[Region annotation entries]
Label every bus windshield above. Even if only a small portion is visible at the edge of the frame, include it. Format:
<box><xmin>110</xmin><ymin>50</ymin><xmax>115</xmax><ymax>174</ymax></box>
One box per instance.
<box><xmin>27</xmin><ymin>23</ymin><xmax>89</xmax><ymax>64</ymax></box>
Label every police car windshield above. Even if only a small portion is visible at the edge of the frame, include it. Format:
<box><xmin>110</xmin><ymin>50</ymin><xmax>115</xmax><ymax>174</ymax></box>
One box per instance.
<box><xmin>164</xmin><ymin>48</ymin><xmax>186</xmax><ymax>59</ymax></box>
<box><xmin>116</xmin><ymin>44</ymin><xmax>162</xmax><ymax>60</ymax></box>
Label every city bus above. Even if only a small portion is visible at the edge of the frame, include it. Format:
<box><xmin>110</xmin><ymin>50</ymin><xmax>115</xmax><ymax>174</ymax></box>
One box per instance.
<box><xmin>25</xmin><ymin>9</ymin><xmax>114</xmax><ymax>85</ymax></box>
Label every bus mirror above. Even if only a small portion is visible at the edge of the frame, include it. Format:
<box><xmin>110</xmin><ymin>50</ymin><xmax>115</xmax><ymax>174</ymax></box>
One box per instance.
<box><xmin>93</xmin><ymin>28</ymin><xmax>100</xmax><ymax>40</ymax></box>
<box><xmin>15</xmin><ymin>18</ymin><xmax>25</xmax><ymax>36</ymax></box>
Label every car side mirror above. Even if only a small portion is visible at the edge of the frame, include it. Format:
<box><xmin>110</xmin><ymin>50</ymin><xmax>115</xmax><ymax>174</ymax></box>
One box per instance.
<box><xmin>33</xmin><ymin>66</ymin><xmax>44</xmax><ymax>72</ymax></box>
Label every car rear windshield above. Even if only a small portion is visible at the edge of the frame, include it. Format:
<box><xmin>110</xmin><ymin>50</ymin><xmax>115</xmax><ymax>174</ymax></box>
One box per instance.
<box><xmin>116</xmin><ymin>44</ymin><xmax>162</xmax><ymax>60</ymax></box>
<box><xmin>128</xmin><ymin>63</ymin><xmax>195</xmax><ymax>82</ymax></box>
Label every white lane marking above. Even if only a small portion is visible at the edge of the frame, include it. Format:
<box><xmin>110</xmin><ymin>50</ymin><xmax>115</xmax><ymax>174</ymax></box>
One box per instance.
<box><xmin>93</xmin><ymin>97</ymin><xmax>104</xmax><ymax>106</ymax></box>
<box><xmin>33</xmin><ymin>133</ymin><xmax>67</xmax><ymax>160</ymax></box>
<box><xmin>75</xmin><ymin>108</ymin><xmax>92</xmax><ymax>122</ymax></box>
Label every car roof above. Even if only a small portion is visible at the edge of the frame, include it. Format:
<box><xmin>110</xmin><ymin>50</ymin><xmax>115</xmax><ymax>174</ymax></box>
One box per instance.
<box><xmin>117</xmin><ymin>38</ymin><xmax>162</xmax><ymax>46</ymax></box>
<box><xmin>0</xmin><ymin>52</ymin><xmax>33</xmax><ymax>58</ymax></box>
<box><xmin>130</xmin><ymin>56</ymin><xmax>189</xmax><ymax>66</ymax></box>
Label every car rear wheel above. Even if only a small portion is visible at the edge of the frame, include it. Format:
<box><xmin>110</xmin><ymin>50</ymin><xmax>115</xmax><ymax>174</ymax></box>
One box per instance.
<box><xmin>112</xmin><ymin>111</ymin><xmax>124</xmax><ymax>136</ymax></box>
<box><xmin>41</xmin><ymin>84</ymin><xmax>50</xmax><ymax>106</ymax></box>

» **Work required**:
Can you reproduce all of the records above with "One box per instance" changed to "Draw a separate box for each instance" wherever it occurs, keeping everything else the same?

» **Task response**:
Label every bus windshield above. Even if only a small portion is visible at the edge of the frame, include it. Format:
<box><xmin>110</xmin><ymin>50</ymin><xmax>115</xmax><ymax>174</ymax></box>
Draw a separate box for each instance.
<box><xmin>27</xmin><ymin>23</ymin><xmax>89</xmax><ymax>64</ymax></box>
Label every police car windshield above. Even if only a small portion is visible at the edge of the frame, include it. Format:
<box><xmin>110</xmin><ymin>50</ymin><xmax>115</xmax><ymax>174</ymax></box>
Draw a separate box for each instance.
<box><xmin>164</xmin><ymin>48</ymin><xmax>186</xmax><ymax>59</ymax></box>
<box><xmin>116</xmin><ymin>44</ymin><xmax>162</xmax><ymax>60</ymax></box>
Label every city bus above. Even if only a small portion is visible at the edge of the frame, include it. Format:
<box><xmin>110</xmin><ymin>50</ymin><xmax>115</xmax><ymax>174</ymax></box>
Draw a separate box for each instance.
<box><xmin>25</xmin><ymin>9</ymin><xmax>114</xmax><ymax>85</ymax></box>
Label every bus mirror above. Even if only a small portion is visible at the edge of the frame, include it. Format:
<box><xmin>110</xmin><ymin>50</ymin><xmax>115</xmax><ymax>174</ymax></box>
Draw a separate box for each instance.
<box><xmin>93</xmin><ymin>28</ymin><xmax>100</xmax><ymax>40</ymax></box>
<box><xmin>15</xmin><ymin>18</ymin><xmax>25</xmax><ymax>36</ymax></box>
Label every car side mirror above. Even if only a small portion is visible at the edge of the frame, include it. Format:
<box><xmin>110</xmin><ymin>50</ymin><xmax>115</xmax><ymax>174</ymax></box>
Draw a separate box for each instance.
<box><xmin>33</xmin><ymin>66</ymin><xmax>44</xmax><ymax>72</ymax></box>
Label every car rear windshield above. Even if only a small portion is visible at the edge of the frame, include it. Format:
<box><xmin>110</xmin><ymin>50</ymin><xmax>115</xmax><ymax>174</ymax></box>
Draw a separate box for each instance.
<box><xmin>116</xmin><ymin>44</ymin><xmax>162</xmax><ymax>60</ymax></box>
<box><xmin>128</xmin><ymin>63</ymin><xmax>195</xmax><ymax>82</ymax></box>
Label every white lane marking above. Even if only a small portion is visible at the edge of the frame, include it. Format:
<box><xmin>110</xmin><ymin>50</ymin><xmax>115</xmax><ymax>174</ymax></box>
Draw a separate box for each instance.
<box><xmin>93</xmin><ymin>97</ymin><xmax>104</xmax><ymax>106</ymax></box>
<box><xmin>33</xmin><ymin>133</ymin><xmax>67</xmax><ymax>160</ymax></box>
<box><xmin>75</xmin><ymin>108</ymin><xmax>92</xmax><ymax>122</ymax></box>
Label every car roof above. Even if only a small portion is visible at the edge of the frame, include it. Format:
<box><xmin>110</xmin><ymin>50</ymin><xmax>115</xmax><ymax>174</ymax></box>
Draw a separate box for each instance.
<box><xmin>117</xmin><ymin>38</ymin><xmax>162</xmax><ymax>46</ymax></box>
<box><xmin>0</xmin><ymin>52</ymin><xmax>33</xmax><ymax>58</ymax></box>
<box><xmin>130</xmin><ymin>56</ymin><xmax>189</xmax><ymax>66</ymax></box>
Label every car rear wheel above. Even if only a small portion is visible at the edge of the frame, include it. Format:
<box><xmin>110</xmin><ymin>50</ymin><xmax>115</xmax><ymax>174</ymax></box>
Draw a separate box for each instance.
<box><xmin>112</xmin><ymin>111</ymin><xmax>124</xmax><ymax>136</ymax></box>
<box><xmin>41</xmin><ymin>84</ymin><xmax>50</xmax><ymax>106</ymax></box>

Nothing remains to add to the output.